I grew up with dogs, my daddy always made sure that I had a dog while I was growing up. If something happened to my dog it would not be long until he would come home with another one. I have always thought that is was because I was an only boy and have three wonderful sisters, they always had cats. I remember a lot about my dogs.

As a child I loved animals, many became friends, I had a red rooster, bull and pig. I named the bull Thomas. Thomas disappeared, one day we were eating Sunday dinner and I said: "Dad I can't find Thomas any place!", and he said: "Son, Thomas is in the deep freeze," I said: "Don't you think you had better get him out,he will tear it up!". Oh well, so is life.

Me at about age 4

Here is a picture of me when I was about 3 years old, sure looks like a happy boy to me! We lived in a big old Victorian house. It had 5 out-side doors, this picture was taken at one of the back-doors off my bed room. This room was painted yellow and blue, it had the narrow wooden paneling, I loved it!

Did you know during the 1800's they use to tax houses by how many out-side doors they had. This is the reason a lot of homes had windows that could be used as out-side doors.

The front of our house was nice, it had an oak door with a stained glass window. Us children were not allowed to go in the living room unless there was company, life was different back then. Of course when momma was away we would sneak in there and play the RCA Victrola and danced around the room, yes you had to wind the Victrola up with a crank.

Me today with my dog/friend Ben.

One dog I shall always remember was Puddles, he was a little black and white male rat terrier, I gave him his name because when he was a puppy he made puddles on the back porch floor, no he was not allowed inside, as a little kid I thought that was so funny, my mother did not agree. She told me not to let him inside the house. We had a large screened in back porch with one end closed off so rain would not plow in and Puddles could stay dry and comfortable.

I walked a little over half a mile to school and Puddles would follow me. One day for some reason he was out in the road and a dump truck ran over him. This nice young man stopped and asked: "Is this your dog?" and I said: "Yes." He said: "I am sorry, I will bury him for you," That was a sad day, I will always remember it, I was about 7 years old then.

Given request 1.
Tally the lines of the entries that contain the string "black", treating uppercase and lowercase as different. Give only the number.
The memoir and the entries have nothing to do with each other.

Information shown.
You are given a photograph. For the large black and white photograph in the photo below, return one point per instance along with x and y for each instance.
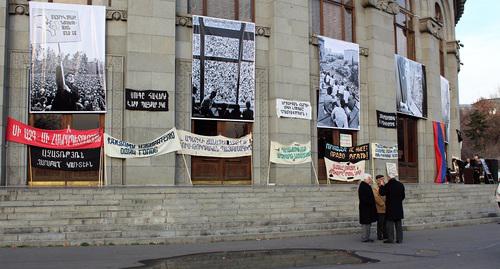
(445, 106)
(339, 95)
(223, 70)
(67, 44)
(411, 93)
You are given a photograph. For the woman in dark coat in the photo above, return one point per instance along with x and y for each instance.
(367, 207)
(394, 192)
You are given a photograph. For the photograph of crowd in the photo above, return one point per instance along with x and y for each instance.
(339, 95)
(67, 67)
(223, 72)
(410, 87)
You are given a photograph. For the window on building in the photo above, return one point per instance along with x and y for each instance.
(242, 10)
(404, 34)
(332, 18)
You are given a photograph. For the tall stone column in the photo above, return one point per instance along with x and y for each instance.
(430, 37)
(378, 73)
(289, 79)
(150, 64)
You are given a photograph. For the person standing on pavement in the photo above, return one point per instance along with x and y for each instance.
(394, 192)
(367, 208)
(380, 203)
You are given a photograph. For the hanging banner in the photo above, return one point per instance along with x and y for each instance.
(380, 151)
(67, 44)
(54, 139)
(387, 120)
(223, 69)
(146, 100)
(346, 163)
(411, 87)
(294, 153)
(439, 149)
(215, 146)
(68, 160)
(445, 107)
(392, 170)
(339, 95)
(293, 109)
(166, 143)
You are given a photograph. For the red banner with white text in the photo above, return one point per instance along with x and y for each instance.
(54, 139)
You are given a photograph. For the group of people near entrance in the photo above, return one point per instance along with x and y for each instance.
(382, 203)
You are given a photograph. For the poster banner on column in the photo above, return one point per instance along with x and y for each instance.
(380, 151)
(166, 143)
(294, 153)
(293, 109)
(68, 160)
(146, 100)
(339, 94)
(19, 132)
(445, 107)
(387, 120)
(392, 169)
(411, 89)
(215, 146)
(223, 69)
(346, 163)
(67, 73)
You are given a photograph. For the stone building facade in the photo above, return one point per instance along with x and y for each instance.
(148, 46)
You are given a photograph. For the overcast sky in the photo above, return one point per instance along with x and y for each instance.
(479, 31)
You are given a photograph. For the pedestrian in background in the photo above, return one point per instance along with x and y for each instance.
(367, 208)
(380, 203)
(394, 192)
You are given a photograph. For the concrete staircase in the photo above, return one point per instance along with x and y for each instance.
(161, 215)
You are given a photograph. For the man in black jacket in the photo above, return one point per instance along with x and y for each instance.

Given request 2.
According to the childhood memoir, what breed of dog was Puddles?

Task result 1.
2

Task result 2.
A rat terrier.